* **Text block**
_ _ _ _ _ _ _
Indeed, who says youth doesn’t know anything? When someone is faced with the prospect of having to fit a lifetime of experience into a potentially shorter time frame than most of us typically do, it can prompt one to grow up a lot faster than usual. Milla’s choices might not be the same as those we’d make, but she introduces us to possibilities that we would not ordinarily consider. It’s an example we could all learn from.
“Babyteeth” is far from the typical teen health crisis picture, mainly because it doesn’t dwell on the protagonist’s illness. Instead of presenting a story about an adolescent wrestling with disease, the film tells the tale of a teenager struggling to grow up who just happens to be sick. By presenting Milla’s story from this perspective, director Shannon Murphy defies expectations as she attempts to depict a challenge common to many of us that just happens to have an additional component appended to it, an approach that strives to portray the struggle to carry on and that ultimately serves to heighten the film’s emotional impact. To be sure, Milla’s illness is always lurking in the background, but the picture is more about life (and what we do with it) than about how much time we spend undergoing medical procedures that may or may not prove successful.
With a tautly written script, a superb ensemble cast (including Mendelsohn and Davis in some of their best performances) and a more than ample supply of supremely quirky humor, this excellent debut feature from filmmaker Murphy ushers the audience through a minefield of emotions (especially in the film’s concluding sequence), leaving viewers moved – and drained – by picture’s end. Admittedly, it may seem like the picture meanders at times (and, in fact, it occasionally does), but it’s a film that leaves viewers wondering what’s going to happen and evoking emotions in line with that, yielding reactions that are legitimately earned and not manipulated. Think of this as a slightly off-the-wall, bittersweet and decidedly more dysfunctional version of “Terms of Endearment” (1983), with elements of “Me and Earl and the Dying Girl” (2015) thrown in, and you have the idea. This is indeed an impressive offering from a promising new talent. Don’t miss it.
_ _ _ _ _ _ _
(Point localization data)
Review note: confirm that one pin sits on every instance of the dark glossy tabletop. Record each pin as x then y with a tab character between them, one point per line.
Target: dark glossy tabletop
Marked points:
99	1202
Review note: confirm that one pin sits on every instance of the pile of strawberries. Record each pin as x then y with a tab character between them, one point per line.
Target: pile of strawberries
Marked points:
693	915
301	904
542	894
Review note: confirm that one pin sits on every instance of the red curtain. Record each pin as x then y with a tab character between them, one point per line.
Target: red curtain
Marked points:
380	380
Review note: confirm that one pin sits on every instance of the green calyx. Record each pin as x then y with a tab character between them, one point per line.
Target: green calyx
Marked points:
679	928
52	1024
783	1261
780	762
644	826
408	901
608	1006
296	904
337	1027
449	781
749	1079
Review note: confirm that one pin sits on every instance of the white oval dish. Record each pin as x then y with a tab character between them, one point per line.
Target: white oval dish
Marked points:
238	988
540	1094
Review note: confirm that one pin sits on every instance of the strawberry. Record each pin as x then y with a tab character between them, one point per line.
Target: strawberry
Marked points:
_ _ _ _ _ _ _
* **Requirement 1**
Answer these questions about the review of "Babyteeth":
(a) Who directed the film?
(b) Which two cast members does the review name?
(c) Which 1983 film does the review compare it to?
* **Requirement 2**
Continue the review of "Babyteeth" from its final sentence, "Don't miss it."

* **Exercise result 1**
(a) Shannon Murphy
(b) Mendelsohn and Davis
(c) "Terms of Endearment"

* **Exercise result 2**
“Babyteeth” has primarily been playing at film festivals, and it will be screening at a few more. However, a general release appears to be in the offing sometime in the near future. Look for it at theaters and institutions that specialize in arthouse and independent cinema.
Many of us would no doubt like to live forever, even though most of us fully know that’s impossible. But, that aside, we nevertheless would at least like to have a long and fulfilling life, one that provides us a richness of experience and personal satisfaction. When it appears we might not get it, though, we must decide what to do with what’s available, no matter what the parameters of that opportunity might be. Under such circumstances, we could second-guess ourselves until the time runs out, which certainly doesn’t seem like a viable option. Or we could follow our hearts and tap into the beliefs we hold, having faith that they will provide us with what will serve us best. That’s often the case, and we should trust in that notion to obtain the fulfillment we seek – regardless of how much time we have left.